The data:
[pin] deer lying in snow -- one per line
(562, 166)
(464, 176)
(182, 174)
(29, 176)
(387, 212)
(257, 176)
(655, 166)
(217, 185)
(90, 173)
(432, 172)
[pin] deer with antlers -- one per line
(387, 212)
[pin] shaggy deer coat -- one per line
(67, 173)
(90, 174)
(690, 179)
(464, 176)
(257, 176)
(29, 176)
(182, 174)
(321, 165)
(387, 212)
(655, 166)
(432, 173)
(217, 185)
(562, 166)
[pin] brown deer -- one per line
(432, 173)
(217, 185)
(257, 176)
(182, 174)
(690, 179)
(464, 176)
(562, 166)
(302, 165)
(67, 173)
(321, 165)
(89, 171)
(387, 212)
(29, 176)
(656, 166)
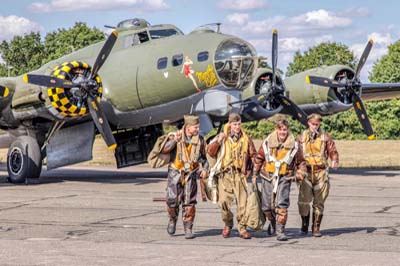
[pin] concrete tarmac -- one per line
(104, 216)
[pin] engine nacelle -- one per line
(323, 100)
(67, 103)
(261, 85)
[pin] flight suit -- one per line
(188, 158)
(317, 149)
(236, 154)
(278, 161)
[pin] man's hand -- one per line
(178, 136)
(301, 175)
(335, 164)
(221, 137)
(203, 174)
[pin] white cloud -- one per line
(379, 49)
(381, 39)
(11, 26)
(238, 18)
(322, 19)
(73, 5)
(357, 12)
(240, 5)
(296, 33)
(307, 25)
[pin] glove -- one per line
(300, 175)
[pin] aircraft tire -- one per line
(23, 160)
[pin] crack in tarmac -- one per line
(387, 208)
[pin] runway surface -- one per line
(104, 216)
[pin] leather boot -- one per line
(280, 232)
(305, 222)
(188, 214)
(317, 218)
(188, 233)
(281, 218)
(272, 223)
(171, 227)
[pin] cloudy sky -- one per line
(301, 24)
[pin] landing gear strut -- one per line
(24, 160)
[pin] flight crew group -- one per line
(280, 160)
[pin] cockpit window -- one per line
(162, 63)
(136, 39)
(202, 56)
(234, 63)
(157, 34)
(177, 60)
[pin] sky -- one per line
(301, 24)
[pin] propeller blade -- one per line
(4, 91)
(325, 82)
(104, 52)
(101, 123)
(274, 55)
(363, 58)
(362, 116)
(290, 108)
(48, 81)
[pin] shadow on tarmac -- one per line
(382, 171)
(93, 175)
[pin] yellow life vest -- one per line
(314, 152)
(235, 151)
(278, 155)
(178, 162)
(187, 155)
(283, 155)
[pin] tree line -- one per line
(29, 52)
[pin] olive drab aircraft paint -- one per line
(141, 76)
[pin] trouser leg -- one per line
(305, 196)
(266, 205)
(189, 201)
(281, 206)
(320, 192)
(225, 198)
(240, 191)
(174, 189)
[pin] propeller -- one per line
(4, 91)
(88, 85)
(275, 94)
(351, 89)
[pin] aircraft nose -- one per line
(235, 63)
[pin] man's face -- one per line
(192, 130)
(314, 125)
(282, 133)
(235, 127)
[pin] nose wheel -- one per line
(23, 160)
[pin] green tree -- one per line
(384, 115)
(3, 70)
(29, 52)
(65, 41)
(386, 69)
(24, 53)
(328, 53)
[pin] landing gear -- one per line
(23, 160)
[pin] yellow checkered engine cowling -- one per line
(62, 99)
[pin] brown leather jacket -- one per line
(213, 148)
(298, 163)
(330, 147)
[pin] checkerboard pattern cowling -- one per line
(58, 96)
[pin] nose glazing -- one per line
(235, 63)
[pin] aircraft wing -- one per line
(380, 91)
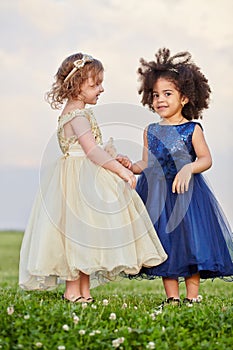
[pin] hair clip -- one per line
(79, 64)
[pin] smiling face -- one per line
(167, 101)
(92, 88)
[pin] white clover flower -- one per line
(75, 319)
(65, 327)
(151, 345)
(157, 312)
(84, 305)
(10, 310)
(116, 343)
(112, 316)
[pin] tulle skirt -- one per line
(85, 218)
(191, 227)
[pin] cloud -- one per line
(37, 35)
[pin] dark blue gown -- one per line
(191, 226)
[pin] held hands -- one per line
(124, 160)
(128, 176)
(182, 179)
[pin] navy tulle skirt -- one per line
(191, 227)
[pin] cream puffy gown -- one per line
(85, 218)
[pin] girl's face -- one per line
(167, 101)
(91, 89)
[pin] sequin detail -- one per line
(65, 143)
(166, 156)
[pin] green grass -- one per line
(39, 317)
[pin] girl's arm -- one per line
(140, 165)
(202, 163)
(82, 129)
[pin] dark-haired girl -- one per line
(185, 213)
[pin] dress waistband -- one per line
(79, 153)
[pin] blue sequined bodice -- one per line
(170, 148)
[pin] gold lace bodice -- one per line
(66, 143)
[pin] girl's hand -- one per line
(182, 179)
(128, 176)
(124, 160)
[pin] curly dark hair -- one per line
(183, 73)
(63, 90)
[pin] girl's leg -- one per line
(171, 287)
(192, 286)
(72, 291)
(85, 285)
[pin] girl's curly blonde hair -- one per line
(63, 90)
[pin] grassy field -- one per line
(125, 315)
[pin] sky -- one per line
(37, 35)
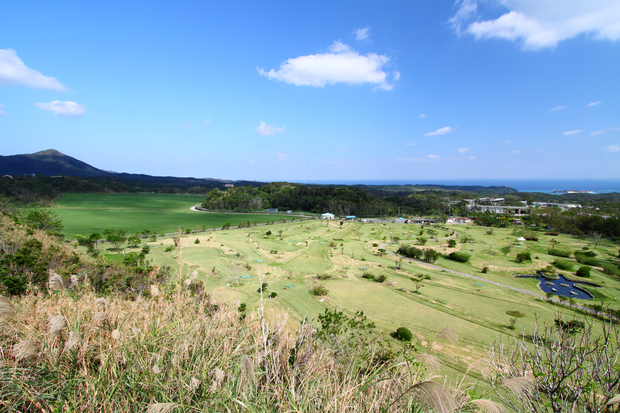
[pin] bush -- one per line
(431, 255)
(411, 252)
(563, 264)
(404, 334)
(587, 258)
(380, 278)
(524, 257)
(611, 269)
(319, 290)
(559, 253)
(459, 256)
(517, 314)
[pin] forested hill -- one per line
(344, 200)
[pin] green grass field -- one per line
(291, 257)
(161, 213)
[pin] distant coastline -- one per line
(550, 186)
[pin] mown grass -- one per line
(161, 213)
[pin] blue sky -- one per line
(319, 90)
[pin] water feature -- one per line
(564, 287)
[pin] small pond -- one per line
(564, 287)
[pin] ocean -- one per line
(599, 186)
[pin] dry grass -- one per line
(175, 351)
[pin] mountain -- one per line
(53, 163)
(50, 163)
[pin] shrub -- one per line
(318, 290)
(563, 264)
(380, 278)
(430, 255)
(404, 334)
(583, 272)
(558, 253)
(587, 258)
(524, 257)
(411, 252)
(459, 256)
(610, 269)
(517, 314)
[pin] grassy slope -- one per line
(477, 312)
(87, 213)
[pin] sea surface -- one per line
(599, 186)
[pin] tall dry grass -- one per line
(178, 351)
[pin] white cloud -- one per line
(14, 72)
(440, 131)
(537, 24)
(603, 131)
(64, 108)
(341, 65)
(268, 130)
(362, 33)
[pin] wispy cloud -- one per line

Problem description: Leave out the pictures and restate everything else word for word.

Result of the task:
[pin] deer lying in snow -- one per line
(562, 166)
(464, 176)
(182, 174)
(29, 176)
(387, 212)
(257, 176)
(655, 166)
(217, 185)
(90, 173)
(432, 172)
[pin] deer with antlers -- one per line
(387, 212)
[pin] shaggy deer coat -- one per line
(67, 173)
(90, 174)
(690, 179)
(464, 176)
(257, 176)
(29, 176)
(182, 174)
(321, 165)
(387, 212)
(655, 166)
(432, 173)
(217, 185)
(562, 166)
[pin] brown deer -- one per line
(432, 173)
(217, 185)
(257, 176)
(182, 174)
(690, 179)
(464, 176)
(562, 166)
(302, 165)
(67, 173)
(321, 165)
(89, 171)
(387, 212)
(29, 176)
(656, 166)
[pin] concrete tarmac -- one per line
(104, 216)
[pin] engine nacelle -- one per line
(323, 100)
(67, 103)
(261, 85)
[pin] flight suit -- one per line
(188, 158)
(317, 149)
(236, 154)
(278, 161)
[pin] man's hand -- one per line
(178, 136)
(301, 175)
(335, 164)
(221, 137)
(203, 174)
[pin] white cloud -- one per line
(379, 49)
(381, 39)
(11, 26)
(238, 18)
(322, 19)
(73, 5)
(357, 12)
(240, 5)
(296, 33)
(307, 25)
[pin] glove -- one per line
(300, 175)
[pin] aircraft tire -- one per line
(23, 160)
[pin] crack in tarmac -- one per line
(387, 208)
[pin] runway surface -- one per line
(104, 216)
[pin] leather boot -- one per line
(280, 232)
(305, 222)
(188, 214)
(317, 218)
(188, 233)
(281, 218)
(272, 223)
(171, 227)
[pin] cloudy sky -- one per line
(301, 24)
[pin] landing gear strut -- one per line
(24, 160)
[pin] flight crew group -- one per line
(280, 160)
[pin] cockpit window -- one per line
(162, 63)
(136, 39)
(202, 56)
(234, 63)
(157, 34)
(177, 60)
[pin] sky -- one per line
(301, 24)
[pin] propeller blade -- one per line
(4, 91)
(325, 82)
(104, 52)
(101, 123)
(274, 55)
(363, 58)
(362, 116)
(290, 108)
(48, 81)
[pin] shadow on tarmac -- one per line
(382, 171)
(93, 175)
[pin] yellow life vest -- one per line
(314, 152)
(235, 151)
(278, 155)
(178, 162)
(187, 155)
(283, 155)
[pin] tree line -- one per line
(29, 52)
[pin] olive drab aircraft paint -- one per line
(141, 76)
[pin] trouser leg -- one per line
(305, 196)
(266, 205)
(189, 201)
(281, 206)
(320, 192)
(225, 198)
(240, 191)
(174, 189)
[pin] propeller -- one per line
(4, 91)
(88, 85)
(275, 94)
(351, 89)
[pin] aircraft nose -- one per line
(235, 63)
[pin] man's face -- one per line
(192, 130)
(314, 125)
(282, 133)
(235, 127)
[pin] nose wheel -- one per line
(23, 160)
[pin] green tree -- one per line
(384, 115)
(3, 70)
(29, 52)
(65, 41)
(386, 69)
(24, 53)
(328, 53)
[pin] landing gear -- one per line
(23, 160)
[pin] yellow checkered engine cowling -- one per line
(62, 99)
[pin] brown leather jacket -- one per line
(213, 148)
(298, 163)
(330, 147)
[pin] checkerboard pattern cowling -- one per line
(58, 96)
[pin] nose glazing -- one per line
(235, 63)
[pin] aircraft wing -- one per line
(380, 91)
[pin] hair clip -- one per line
(79, 64)
[pin] smiling face -- one per line
(167, 101)
(92, 88)
[pin] white clover flower -- one per line
(75, 319)
(65, 327)
(151, 345)
(157, 312)
(84, 305)
(10, 310)
(116, 343)
(112, 316)
[pin] tulle skirt -- one per line
(85, 218)
(191, 227)
[pin] cloud -- one per line
(37, 35)
[pin] dark blue gown -- one per line
(191, 226)
[pin] held hands -- one per line
(124, 160)
(128, 176)
(182, 179)
[pin] navy tulle skirt -- one per line
(191, 227)
[pin] cream puffy gown -- one per line
(85, 218)
[pin] girl's face -- one per line
(167, 101)
(91, 89)
[pin] sequin detail -- one per line
(65, 143)
(166, 156)
[pin] green grass -- one per line
(39, 317)
[pin] girl's arm -- one per line
(140, 165)
(202, 163)
(82, 129)
[pin] dark-haired girl -- one per line
(185, 213)
[pin] dress waistband -- one per line
(79, 153)
[pin] blue sequined bodice -- one per line
(170, 148)
[pin] gold lace bodice -- one per line
(66, 143)
[pin] girl's hand -- one per line
(182, 179)
(128, 176)
(124, 160)
[pin] curly dark hair -- one per line
(183, 73)
(63, 90)
[pin] girl's leg -- one per line
(171, 287)
(192, 286)
(72, 291)
(85, 285)
[pin] girl's curly blonde hair -- one per line
(63, 90)
[pin] grassy field -- one per line
(125, 315)
[pin] sky -- one per line
(37, 35)
[pin] bush -- one per line
(431, 255)
(411, 252)
(563, 264)
(404, 334)
(587, 258)
(380, 278)
(524, 257)
(611, 269)
(319, 290)
(559, 253)
(459, 256)
(517, 314)
[pin] forested hill -- one per line
(344, 200)
[pin] green grass field -- one per line
(291, 257)
(161, 213)
[pin] distant coastline -- one per line
(550, 186)
[pin] mown grass -- one per line
(161, 213)
[pin] blue sky -- one per line
(319, 90)
[pin] water feature -- one per line
(564, 287)
[pin] small pond -- one per line
(564, 287)
[pin] ocean -- one per line
(599, 186)
[pin] dry grass -- one per line
(175, 351)
[pin] mountain -- one per line
(53, 163)
(50, 163)
[pin] shrub -- one per line
(318, 290)
(563, 264)
(380, 278)
(430, 255)
(404, 334)
(583, 272)
(558, 253)
(587, 258)
(524, 257)
(411, 252)
(459, 256)
(610, 269)
(517, 314)
[pin] grassy slope -- one per line
(477, 312)
(87, 213)
[pin] sea surface -- one per line
(599, 186)
[pin] tall dry grass -- one per line
(178, 351)
[pin] white cloud -- one per line
(14, 72)
(440, 131)
(537, 24)
(603, 131)
(64, 108)
(341, 65)
(268, 130)
(362, 33)
[pin] wispy cloud -- one per line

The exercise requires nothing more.